Source passage below:
Weast’s doctorate in education comes from Oklahoma State University; Starr’s is from Harvard University.
From 1993 to 1997, Starr taught social studies in Brooklyn to emotionally disturbed kids. But he quickly gravitated toward graduate school and administration.
Andres Alonso, who now leads the Baltimore school system, recruited Starr to work for the New York City school system in 2003. He tasked Starr to parse analyses, uncover useful education statistics and find ways to go beyond test scores to evaluate special programs. Alonso said such work helped lead to the creation of a report card system for city schools.
“When it came to the area of data sets, a lot of people doing work in that area were originally bankers and business people, not educators,” Alonso said. “Josh had the same skills and some experience in the classroom. He was very sharp and a team player.”
When Starr arrived in Stamford in 2005, at age 35, some were skeptical.
“He didn’t fit the mold of a traditional superintendent,” said Paul Gross, a principal at Stamford’s Academy of Information Technology and Engineering. “He didn’t spend much time in the classroom. He was never a principal. I have children older than him.”
But he won over principals and teachers, keeping good relations with labor unions.
One of his first mandates was to create a unified curriculum for every school. He spent his first two years guiding the process. “We had 153 different ways of teaching reading in elementary schools,’’ Starr said.
Then he tackled tracking. When Starr arrived, Stamford middle school students were channeled into one of five groups, based largely on fourth-grade test scores. Starr said another factor was that some parents lobbied to get their kids into the highest-achieving groups, which were disproportionately white and Asian.
Starr consolidated five tracks into two. When some parents voiced concerns that the move would limit progress of top students, Starr wrote in a local newspaper that they wanted to “slow down progress.” He also suggested that critics were against eliminating “the vestiges of tracking that has kept generations of students of color in Stamford from attaining high-quality education.”
Some parents complained that he was fostering divisions. Others wanted more reform, saying two tiers were one too many.
“What he did was really courageous,’’ said Susana Valdan, a mother of two students in the system. “The middle school transformation was a big change and it needed to get done. I only wish he would be here to carry it through.”
On state tests last year, math scores for Hispanic sixth-graders slipped slightly. But the city’s black sixth-graders continued an upward trend in math scores: From 2006 to 2010, the portion who scored at or above a key state benchmark rose from 18 to 42 percent.
A stake in the outcome
In Montgomery, Starr said he hopes to continue to probe data to help improve achievement. He also plans to hold community forums to get suggestions on what he can do to better the system. He said he wants parents to call him Josh.
“I always knew I could do the work, that I had the knowledge and background in education to be effective,” Starr said. “But I didn’t know I could rely so much on just being Josh. That is effective in getting stuff through.”
Josh keeps an acoustic guitar by his desk and strums blues and country songs to relax between meetings. On a nearby table, there’s a birthday gift of an image of himself superimposed next to Bob Dylan and Jimi Hendrix.
Over the years, he said he has learned that he relates best to parents when he thinks about the students who have contributed the most to his office decorations: his three kids. He plans on sending 9-year-old Eliza, 7-year-old Harrison and 3-year-old Graham (when he’s older) to Montgomery public schools.
When he makes decisions, the superintendent said, it’s important to remind parents that his family has a stake in the outcome, too.
End of Source passage.
Entries provided below:
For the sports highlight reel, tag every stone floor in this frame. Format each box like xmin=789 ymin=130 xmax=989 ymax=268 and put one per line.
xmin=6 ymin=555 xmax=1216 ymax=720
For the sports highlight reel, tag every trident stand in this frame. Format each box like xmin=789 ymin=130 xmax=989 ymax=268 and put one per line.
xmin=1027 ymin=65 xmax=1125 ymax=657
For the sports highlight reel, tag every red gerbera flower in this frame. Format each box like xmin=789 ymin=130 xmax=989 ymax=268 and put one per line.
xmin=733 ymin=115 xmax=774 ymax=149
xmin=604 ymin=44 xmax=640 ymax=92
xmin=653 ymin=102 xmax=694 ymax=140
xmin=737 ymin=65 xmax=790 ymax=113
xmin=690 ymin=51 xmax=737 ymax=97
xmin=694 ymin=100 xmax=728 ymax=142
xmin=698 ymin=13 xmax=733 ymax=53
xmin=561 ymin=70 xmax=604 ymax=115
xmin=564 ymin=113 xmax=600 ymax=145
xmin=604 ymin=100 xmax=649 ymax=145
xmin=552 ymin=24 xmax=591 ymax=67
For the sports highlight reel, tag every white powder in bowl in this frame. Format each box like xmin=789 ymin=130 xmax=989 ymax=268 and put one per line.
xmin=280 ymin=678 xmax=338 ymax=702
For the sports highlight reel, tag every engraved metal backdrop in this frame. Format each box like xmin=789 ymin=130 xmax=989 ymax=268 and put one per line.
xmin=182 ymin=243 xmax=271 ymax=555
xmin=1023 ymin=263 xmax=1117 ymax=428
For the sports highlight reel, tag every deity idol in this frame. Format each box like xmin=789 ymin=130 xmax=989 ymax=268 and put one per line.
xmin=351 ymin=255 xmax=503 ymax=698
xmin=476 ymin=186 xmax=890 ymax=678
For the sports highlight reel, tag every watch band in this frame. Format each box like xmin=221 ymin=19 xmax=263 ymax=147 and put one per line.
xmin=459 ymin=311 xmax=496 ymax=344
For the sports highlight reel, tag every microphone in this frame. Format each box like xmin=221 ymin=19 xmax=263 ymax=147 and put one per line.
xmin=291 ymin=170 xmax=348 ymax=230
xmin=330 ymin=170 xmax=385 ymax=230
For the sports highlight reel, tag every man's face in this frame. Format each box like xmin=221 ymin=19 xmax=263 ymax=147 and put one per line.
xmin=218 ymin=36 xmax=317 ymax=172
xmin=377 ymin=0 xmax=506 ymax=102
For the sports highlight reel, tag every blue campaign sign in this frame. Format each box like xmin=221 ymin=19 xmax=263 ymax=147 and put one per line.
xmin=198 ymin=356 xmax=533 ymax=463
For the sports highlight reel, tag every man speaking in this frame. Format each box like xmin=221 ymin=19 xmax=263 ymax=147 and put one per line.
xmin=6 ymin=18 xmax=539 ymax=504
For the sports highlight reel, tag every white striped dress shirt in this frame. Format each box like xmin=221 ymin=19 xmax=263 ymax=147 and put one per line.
End of Entries provided.
_Work order_: Copy the passage in the article about Josh Starr that begins at "Josh keeps an" and stops after "the outcome, too.", swapping "acoustic guitar" for "electric guitar".

_Solution below_:
Josh keeps an electric guitar by his desk and strums blues and country songs to relax between meetings. On a nearby table, there’s a birthday gift of an image of himself superimposed next to Bob Dylan and Jimi Hendrix.
Over the years, he said he has learned that he relates best to parents when he thinks about the students who have contributed the most to his office decorations: his three kids. He plans on sending 9-year-old Eliza, 7-year-old Harrison and 3-year-old Graham (when he’s older) to Montgomery public schools.
When he makes decisions, the superintendent said, it’s important to remind parents that his family has a stake in the outcome, too.